● **Source material**
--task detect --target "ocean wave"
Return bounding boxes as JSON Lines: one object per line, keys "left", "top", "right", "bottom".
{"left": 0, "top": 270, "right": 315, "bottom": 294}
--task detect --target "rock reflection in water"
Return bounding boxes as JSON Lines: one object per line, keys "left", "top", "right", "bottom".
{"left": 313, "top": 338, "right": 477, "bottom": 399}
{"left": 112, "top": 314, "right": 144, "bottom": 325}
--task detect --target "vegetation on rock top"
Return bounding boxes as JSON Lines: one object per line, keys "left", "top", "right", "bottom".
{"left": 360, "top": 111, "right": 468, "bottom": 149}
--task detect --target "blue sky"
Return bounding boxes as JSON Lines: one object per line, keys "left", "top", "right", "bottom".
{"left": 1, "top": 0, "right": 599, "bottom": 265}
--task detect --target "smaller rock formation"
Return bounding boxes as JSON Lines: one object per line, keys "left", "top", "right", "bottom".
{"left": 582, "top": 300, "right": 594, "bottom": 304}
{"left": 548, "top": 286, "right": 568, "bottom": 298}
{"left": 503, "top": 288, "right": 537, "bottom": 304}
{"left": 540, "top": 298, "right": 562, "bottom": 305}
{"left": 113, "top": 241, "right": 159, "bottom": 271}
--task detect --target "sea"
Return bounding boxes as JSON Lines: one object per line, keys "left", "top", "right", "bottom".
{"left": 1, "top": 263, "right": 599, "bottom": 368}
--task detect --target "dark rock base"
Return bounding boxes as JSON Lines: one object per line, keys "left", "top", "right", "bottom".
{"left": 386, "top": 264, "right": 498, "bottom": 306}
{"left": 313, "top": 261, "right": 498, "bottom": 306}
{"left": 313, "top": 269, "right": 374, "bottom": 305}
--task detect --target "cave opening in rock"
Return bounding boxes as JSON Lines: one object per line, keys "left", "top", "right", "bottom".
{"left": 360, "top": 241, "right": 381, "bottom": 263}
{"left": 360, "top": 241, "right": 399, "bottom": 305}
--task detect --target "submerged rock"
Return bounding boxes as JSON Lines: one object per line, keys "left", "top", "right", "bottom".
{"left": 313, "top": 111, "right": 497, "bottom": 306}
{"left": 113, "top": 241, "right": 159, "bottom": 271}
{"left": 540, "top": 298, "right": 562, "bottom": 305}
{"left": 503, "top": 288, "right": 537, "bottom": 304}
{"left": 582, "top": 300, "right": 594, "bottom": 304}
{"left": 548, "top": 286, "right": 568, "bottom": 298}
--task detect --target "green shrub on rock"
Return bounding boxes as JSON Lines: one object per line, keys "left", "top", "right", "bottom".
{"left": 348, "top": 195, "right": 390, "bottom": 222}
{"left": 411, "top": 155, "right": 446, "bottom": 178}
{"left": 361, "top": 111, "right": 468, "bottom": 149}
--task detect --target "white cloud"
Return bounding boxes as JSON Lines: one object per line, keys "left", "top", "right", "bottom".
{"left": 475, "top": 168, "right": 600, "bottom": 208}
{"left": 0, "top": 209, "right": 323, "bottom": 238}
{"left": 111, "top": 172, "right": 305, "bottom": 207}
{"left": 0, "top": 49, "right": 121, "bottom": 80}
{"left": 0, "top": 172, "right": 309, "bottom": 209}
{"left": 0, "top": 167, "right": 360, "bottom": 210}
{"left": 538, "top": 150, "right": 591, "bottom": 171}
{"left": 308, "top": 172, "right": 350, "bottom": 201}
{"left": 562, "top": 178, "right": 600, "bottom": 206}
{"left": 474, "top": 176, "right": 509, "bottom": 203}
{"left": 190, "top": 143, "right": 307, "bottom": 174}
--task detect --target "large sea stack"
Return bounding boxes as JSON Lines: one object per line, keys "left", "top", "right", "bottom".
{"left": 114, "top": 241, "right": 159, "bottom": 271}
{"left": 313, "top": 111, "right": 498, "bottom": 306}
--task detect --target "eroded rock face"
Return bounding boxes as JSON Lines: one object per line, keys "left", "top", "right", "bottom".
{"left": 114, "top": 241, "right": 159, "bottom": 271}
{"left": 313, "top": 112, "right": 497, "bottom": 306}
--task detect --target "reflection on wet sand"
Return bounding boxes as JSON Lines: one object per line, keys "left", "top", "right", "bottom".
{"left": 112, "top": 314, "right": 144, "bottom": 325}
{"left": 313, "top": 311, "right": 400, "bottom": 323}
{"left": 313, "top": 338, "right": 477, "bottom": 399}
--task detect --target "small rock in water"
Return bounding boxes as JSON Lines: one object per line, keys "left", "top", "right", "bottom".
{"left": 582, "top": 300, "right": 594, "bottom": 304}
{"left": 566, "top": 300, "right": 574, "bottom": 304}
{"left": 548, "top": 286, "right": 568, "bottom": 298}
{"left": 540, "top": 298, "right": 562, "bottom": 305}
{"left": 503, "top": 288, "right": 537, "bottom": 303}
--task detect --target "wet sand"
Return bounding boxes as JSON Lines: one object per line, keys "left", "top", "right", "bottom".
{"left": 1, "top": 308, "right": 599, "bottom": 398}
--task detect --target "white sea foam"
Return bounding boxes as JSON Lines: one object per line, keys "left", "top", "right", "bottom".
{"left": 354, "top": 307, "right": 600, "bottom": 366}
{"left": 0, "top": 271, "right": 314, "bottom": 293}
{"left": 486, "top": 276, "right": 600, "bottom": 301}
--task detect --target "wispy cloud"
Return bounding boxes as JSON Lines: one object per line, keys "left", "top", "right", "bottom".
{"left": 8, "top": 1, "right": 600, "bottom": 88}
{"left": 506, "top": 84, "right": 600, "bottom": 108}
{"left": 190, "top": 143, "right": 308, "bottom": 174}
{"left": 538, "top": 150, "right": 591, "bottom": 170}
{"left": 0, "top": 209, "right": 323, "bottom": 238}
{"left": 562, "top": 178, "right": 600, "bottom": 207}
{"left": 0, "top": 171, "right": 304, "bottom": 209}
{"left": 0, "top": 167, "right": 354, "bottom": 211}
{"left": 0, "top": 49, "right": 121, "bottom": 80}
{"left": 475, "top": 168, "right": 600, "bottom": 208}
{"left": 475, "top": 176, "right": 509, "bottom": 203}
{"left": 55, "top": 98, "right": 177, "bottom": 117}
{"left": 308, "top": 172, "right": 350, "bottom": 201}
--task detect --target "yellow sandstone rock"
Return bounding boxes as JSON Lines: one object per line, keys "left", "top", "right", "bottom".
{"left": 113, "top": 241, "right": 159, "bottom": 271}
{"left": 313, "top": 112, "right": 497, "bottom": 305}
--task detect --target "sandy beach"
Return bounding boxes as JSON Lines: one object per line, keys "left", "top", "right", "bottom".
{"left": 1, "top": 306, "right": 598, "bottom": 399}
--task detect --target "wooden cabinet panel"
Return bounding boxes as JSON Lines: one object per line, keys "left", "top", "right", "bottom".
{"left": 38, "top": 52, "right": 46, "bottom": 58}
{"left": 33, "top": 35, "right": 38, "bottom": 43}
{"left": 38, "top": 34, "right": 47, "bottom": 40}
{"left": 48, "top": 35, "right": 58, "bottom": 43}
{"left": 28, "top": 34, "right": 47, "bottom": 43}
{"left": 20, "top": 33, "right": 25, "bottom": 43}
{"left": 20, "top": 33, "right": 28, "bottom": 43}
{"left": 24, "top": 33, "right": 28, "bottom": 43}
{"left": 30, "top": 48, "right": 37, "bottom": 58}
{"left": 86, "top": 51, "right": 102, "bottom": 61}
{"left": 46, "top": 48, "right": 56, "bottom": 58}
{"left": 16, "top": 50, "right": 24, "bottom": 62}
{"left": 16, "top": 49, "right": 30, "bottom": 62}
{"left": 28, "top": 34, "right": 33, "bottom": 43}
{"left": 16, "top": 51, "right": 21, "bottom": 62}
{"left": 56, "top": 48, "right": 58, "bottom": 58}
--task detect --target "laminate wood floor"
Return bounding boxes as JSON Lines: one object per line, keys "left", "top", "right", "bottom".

● **What the exercise asks**
If a line in the entries includes the word "water", copy that line out.

● **Answer to the problem**
--task detect --target "rock reflection in water"
--task detect --target "small rock in water"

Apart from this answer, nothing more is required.